▸ Stated problem 1:
Output everything in the Courtney Gilbert biography from "She is an active" down to "2021 to 2025.", copied word for word.
▸ Stated problem 2:
Answer these questions using the Courtney Gilbert biography:
(a) From which university did Gilbert earn her Bachelor of Arts?
(b) How many votes did Gilbert receive in the 2022 Republican primary?
(c) What position did Brandon Reed resign to take?

▸ Excerpt:
Courtney Gilbert (born November 14, 1989) is an American politician from Kentucky who was a Republican member of the Kentucky House of Representatives. She represented Kentucky's 24th District which comprises Green, Hart, and LaRue counties. She was elected in a special election following the resignation of incumbent Brandon Reed, and assumed office on March 25, 2024. She did not seek reelection in 2024.

== Background ==
Gilbert graduated with a Bachelor of Arts in communication and music from Louisiana Baptist University. She is self employed as a private instructor of violin, piano, Spanish and German. She is also a bookkeeper for three small businesses. Gilbert also serves as a Christian missionary.

She is an active member of the LaRue County Republican Party, having served as their youth chair for nine years, as well as a delegate to the 2nd Congressional District and state Republican Party conventions. She is currently a precinct captain.

Gilbert is the sister of Adrienne Southworth, who represented District 7 in the Kentucky Senate from 2021 to 2025.

== Political career ==

=== Elections ===

- 2022 Gilbert was defeated in the 2022 Republican primary for Kentucky's 24th House district, garnering 1,751 votes (31.7%) against incumbent Brandon Reed.
- 2024 Incumbent Brandon Reed resigned in order to take a position with the Kentucky Department of Agriculture. Governor Andy Beshear called for a special election to be held on March 19, 2024. Gilbert won the 2024 special election with 1,025 votes (62.5%) against Democratic candidate Johnny Pennington and Independent candidate Craig Astor. Gilbert did not seek reelection to a full term in the 2024 Kentucky House of Representatives election.

▸ Information supplied:

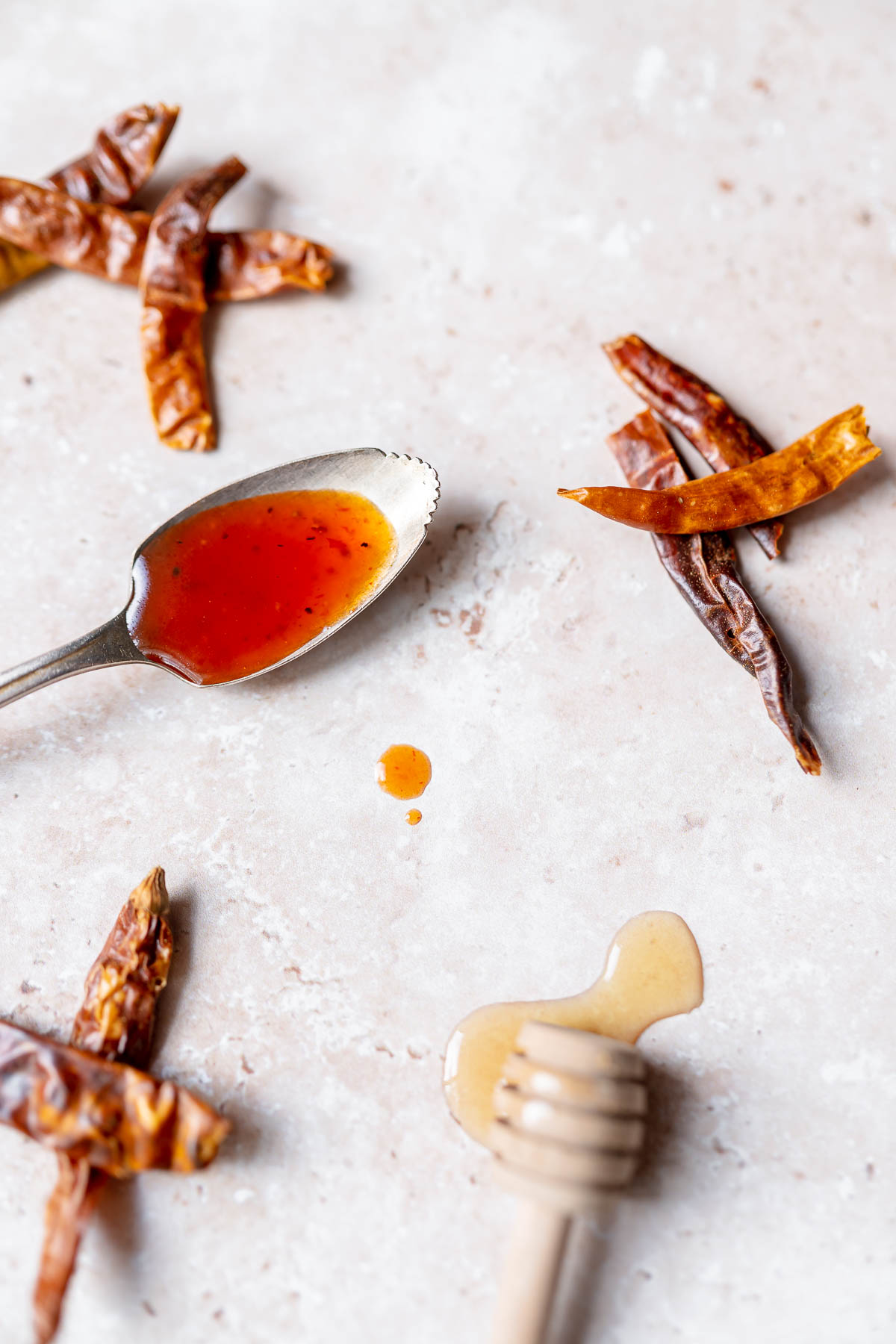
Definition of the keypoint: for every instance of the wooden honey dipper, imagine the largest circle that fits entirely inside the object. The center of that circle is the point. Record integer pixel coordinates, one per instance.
(567, 1136)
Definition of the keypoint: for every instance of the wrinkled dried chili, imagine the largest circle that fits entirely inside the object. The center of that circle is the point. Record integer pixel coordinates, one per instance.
(116, 1021)
(798, 475)
(116, 1117)
(102, 241)
(704, 569)
(113, 171)
(706, 418)
(172, 285)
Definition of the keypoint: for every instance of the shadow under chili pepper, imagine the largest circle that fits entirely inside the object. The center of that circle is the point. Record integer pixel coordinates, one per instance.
(119, 1221)
(161, 181)
(581, 1304)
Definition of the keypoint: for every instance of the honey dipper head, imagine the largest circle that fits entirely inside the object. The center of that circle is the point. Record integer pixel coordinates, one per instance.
(570, 1117)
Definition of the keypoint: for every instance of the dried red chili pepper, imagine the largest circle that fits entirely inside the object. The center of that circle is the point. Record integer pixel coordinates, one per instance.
(798, 475)
(116, 1117)
(116, 1021)
(172, 287)
(108, 242)
(706, 418)
(704, 569)
(113, 171)
(254, 262)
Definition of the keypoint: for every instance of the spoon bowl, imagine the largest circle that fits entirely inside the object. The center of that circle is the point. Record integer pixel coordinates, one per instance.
(403, 488)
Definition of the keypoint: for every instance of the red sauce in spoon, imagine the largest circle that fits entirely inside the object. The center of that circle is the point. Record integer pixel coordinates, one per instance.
(240, 586)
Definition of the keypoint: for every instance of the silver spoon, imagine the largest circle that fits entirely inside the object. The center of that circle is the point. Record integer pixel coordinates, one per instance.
(403, 488)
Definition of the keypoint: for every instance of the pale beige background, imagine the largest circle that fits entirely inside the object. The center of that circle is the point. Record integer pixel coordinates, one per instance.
(509, 184)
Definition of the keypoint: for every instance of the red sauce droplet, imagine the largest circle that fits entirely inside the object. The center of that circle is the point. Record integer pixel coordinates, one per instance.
(240, 586)
(403, 772)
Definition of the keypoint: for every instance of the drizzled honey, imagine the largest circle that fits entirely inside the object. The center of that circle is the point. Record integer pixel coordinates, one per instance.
(240, 586)
(653, 971)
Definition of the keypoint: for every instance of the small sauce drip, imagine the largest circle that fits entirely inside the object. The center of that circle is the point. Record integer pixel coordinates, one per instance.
(240, 586)
(403, 772)
(653, 971)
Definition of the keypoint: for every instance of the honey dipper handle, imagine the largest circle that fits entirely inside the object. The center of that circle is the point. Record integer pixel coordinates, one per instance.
(531, 1275)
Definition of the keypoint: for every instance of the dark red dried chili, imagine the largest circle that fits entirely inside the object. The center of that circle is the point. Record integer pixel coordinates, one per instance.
(113, 171)
(102, 241)
(116, 1021)
(704, 569)
(706, 418)
(172, 284)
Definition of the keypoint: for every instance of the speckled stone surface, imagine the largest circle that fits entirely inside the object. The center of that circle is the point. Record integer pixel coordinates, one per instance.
(508, 184)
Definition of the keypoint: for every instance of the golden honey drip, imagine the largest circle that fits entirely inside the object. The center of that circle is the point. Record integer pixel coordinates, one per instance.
(653, 971)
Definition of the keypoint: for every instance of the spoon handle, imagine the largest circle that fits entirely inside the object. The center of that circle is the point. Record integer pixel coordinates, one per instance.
(108, 645)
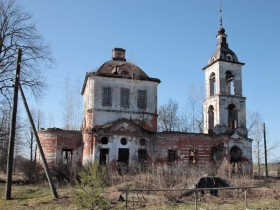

▸ Solution 1:
She is an active member of the LaRue County Republican Party, having served as their youth chair for nine years, as well as a delegate to the 2nd Congressional District and state Republican Party conventions. She is currently a precinct captain.

Gilbert is the sister of Adrienne Southworth, who represented District 7 in the Kentucky Senate from 2021 to 2025.

▸ Solution 2:
(a) Louisiana Baptist University
(b) 1,751 votes (31.7%)
(c) A position with the Kentucky Department of Agriculture